WHAT NEEDS TO BE DONE: The records that follow are to be given again exactly.

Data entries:
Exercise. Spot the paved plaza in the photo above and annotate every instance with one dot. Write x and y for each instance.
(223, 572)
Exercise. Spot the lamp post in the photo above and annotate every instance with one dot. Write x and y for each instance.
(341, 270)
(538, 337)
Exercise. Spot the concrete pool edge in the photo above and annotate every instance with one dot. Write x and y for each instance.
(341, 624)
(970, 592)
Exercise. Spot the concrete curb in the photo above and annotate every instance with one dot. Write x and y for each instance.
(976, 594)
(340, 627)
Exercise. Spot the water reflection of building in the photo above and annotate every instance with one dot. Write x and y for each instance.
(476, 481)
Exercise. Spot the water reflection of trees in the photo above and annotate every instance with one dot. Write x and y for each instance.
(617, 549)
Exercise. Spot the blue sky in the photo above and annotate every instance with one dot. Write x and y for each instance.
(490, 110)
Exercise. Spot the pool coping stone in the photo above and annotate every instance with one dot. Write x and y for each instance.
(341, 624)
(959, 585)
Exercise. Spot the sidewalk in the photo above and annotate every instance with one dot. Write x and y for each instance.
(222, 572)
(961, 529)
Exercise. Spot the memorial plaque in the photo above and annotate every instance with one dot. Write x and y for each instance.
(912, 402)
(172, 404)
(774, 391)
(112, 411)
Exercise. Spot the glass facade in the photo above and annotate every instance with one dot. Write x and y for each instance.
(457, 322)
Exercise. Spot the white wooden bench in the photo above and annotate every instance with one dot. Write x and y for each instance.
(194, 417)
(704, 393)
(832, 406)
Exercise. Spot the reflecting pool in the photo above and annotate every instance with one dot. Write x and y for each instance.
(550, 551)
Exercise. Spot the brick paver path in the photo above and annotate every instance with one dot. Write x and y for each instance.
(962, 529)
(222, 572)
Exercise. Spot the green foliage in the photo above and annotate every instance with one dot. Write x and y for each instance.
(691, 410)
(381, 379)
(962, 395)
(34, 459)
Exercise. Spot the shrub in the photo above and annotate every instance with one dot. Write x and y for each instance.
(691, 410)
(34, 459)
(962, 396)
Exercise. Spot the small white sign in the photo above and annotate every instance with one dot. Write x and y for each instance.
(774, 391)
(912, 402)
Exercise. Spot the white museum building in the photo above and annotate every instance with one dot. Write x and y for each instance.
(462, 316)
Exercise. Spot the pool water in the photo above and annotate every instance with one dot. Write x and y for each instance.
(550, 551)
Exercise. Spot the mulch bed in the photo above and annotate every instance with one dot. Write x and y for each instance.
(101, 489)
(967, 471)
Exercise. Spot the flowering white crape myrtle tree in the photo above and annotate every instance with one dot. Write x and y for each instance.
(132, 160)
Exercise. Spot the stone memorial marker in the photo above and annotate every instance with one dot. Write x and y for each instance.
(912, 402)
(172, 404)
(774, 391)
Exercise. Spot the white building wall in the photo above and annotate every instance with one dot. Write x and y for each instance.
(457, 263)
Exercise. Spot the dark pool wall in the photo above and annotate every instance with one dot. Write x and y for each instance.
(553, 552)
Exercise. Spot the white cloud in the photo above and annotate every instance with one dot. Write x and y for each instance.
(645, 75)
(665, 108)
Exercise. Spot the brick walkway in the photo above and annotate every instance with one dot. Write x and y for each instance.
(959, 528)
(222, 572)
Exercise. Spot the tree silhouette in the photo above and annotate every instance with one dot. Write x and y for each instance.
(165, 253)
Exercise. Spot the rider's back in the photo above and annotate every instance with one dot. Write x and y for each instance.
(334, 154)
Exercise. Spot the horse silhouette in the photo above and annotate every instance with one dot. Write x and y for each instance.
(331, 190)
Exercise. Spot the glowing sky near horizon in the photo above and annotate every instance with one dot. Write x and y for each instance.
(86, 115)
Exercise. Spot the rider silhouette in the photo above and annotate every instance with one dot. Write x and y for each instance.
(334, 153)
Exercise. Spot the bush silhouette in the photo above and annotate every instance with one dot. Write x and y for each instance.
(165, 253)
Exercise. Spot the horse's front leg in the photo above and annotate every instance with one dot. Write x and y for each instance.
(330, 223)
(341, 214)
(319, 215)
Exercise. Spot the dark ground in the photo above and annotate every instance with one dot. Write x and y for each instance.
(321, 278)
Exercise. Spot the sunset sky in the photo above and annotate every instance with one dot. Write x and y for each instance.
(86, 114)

ANSWER SECTION:
Exercise. Spot the paved plaza in the photo above and annotate every instance with one dot. Write x and y for each instance.
(223, 572)
Exercise. Spot the lamp post in the photo above and annotate every instance with one dot. Write x and y for each instance.
(341, 270)
(538, 337)
Exercise. Spot the concrete pool edge in the photo above and annotate every instance with one dot. Write x and y for each instance.
(341, 624)
(970, 592)
Exercise. Spot the concrete curb in the photo above and annotate every instance with one dot. Write x and y for each instance.
(976, 594)
(340, 627)
Exercise. Spot the water reflection of building in the photo above and annotate every instance with one dot. Write x and y for each instance.
(476, 481)
Exercise. Spot the water reflection of trees in the photo above and annotate every instance with one dot. Write x and y for each instance.
(617, 549)
Exercise. Spot the blue sky in the photo above and annotate every instance with one dot. Write x and y for each instance.
(490, 110)
Exercise. Spot the pool coping stone in the photo above and annotate every instance with one dot. Write x and y for each instance.
(341, 624)
(959, 585)
Exercise. Spot the sidewalk in the photo above and annotate every instance with one dot. Write x and y for each instance.
(222, 572)
(961, 529)
Exercise. Spot the memorial plaque in the photo above and annotate every instance with one dot. Write x and y for each instance.
(912, 402)
(172, 404)
(774, 391)
(112, 411)
Exercise. Spot the glass facade in the photo above and annotate every instance with one dot. Write x and y for each instance.
(457, 322)
Exercise. Spot the white wooden bench in the photo above and annotate every instance with one dot. Write x and y for each instance.
(194, 417)
(704, 393)
(832, 406)
Exercise. Spot the reflecting pool in the photo above and annotate every instance with one dot. Write x and y for each instance.
(550, 551)
Exercise. Spot the brick paver path in the photo above and annotate every instance with one dot. Write x and y for each instance.
(962, 529)
(222, 572)
Exercise. Spot the green foliage in the photo above and annotate every instance with one dot. Write x and y for each instance.
(691, 410)
(381, 379)
(962, 395)
(34, 459)
Exercise. Spot the shrub in the photo above and annotate every instance with one dot. Write x and y for each instance.
(691, 410)
(34, 459)
(962, 396)
Exercise. Spot the small white sign in the photo above and annotate every instance with one dot. Write x and y for each instance.
(774, 391)
(912, 402)
Exercise. Spot the white museum building in the photo above and annotate every instance with one dot. Write x and y for each instance.
(462, 316)
Exercise. Spot the pool water in the photo above and annotate every instance with one dot. Write x and y for each instance.
(550, 551)
Exercise. Spot the mulch bed in the photo above and annotate every instance with one dot. Write x and y for each instance.
(101, 489)
(967, 471)
Exercise. Spot the flowering white crape myrtle tree in the photo above and annotate every instance with one dot. Write x and y for each instance.
(132, 160)
Exercise. Spot the stone memorial marker in the photo above and annotate every instance with one dot. Write x and y for each instance.
(912, 402)
(172, 404)
(774, 391)
Exercise. Spot the white building wall in the photo above and annotate every instance with one dot. Write x and y for each instance.
(457, 263)
Exercise. Spot the dark pool wall in the photo above and annotate every instance with one dot. Write x and y for each instance.
(553, 552)
Exercise. Spot the white cloud in the photo above and annotate every instance with one dot. Write x and y for each instance.
(645, 75)
(665, 108)
Exercise. Spot the brick walkway in the photo above and annotate every instance with one dot. Write x and y for each instance.
(959, 528)
(222, 572)
Exercise. Spot the tree silhouette in the photo above and annotate every instance with one dot. Write x and y for each instance.
(165, 253)
Exercise. Spot the rider's back in the photo above and annotate every instance with one dot. Write x and y for each instance.
(334, 154)
Exercise. Spot the horse silhouette in the photo above and annotate every instance with one dot. Write x and y for each instance.
(331, 190)
Exercise. Spot the glowing sky near horizon in the photo above and annotate every instance with one dot. Write x and y for each instance.
(86, 115)
Exercise. Spot the rider silhouette in the photo above and annotate every instance with one dot. Write x and y for each instance.
(334, 153)
Exercise. Spot the bush silhouette in the photo above and annotate every instance with one dot. Write x and y for each instance.
(165, 253)
Exercise. Spot the horse's front leg in the photo above and annotate every instance with one dot. Write x and y for each instance.
(330, 223)
(341, 214)
(319, 215)
Exercise. Spot the dark ground in the photo above and annotate every instance with one dot. Write x and y for each instance.
(321, 278)
Exercise. Spot the sunset sky in the photo above and annotate every instance with one dot. Write x and y for each instance.
(86, 114)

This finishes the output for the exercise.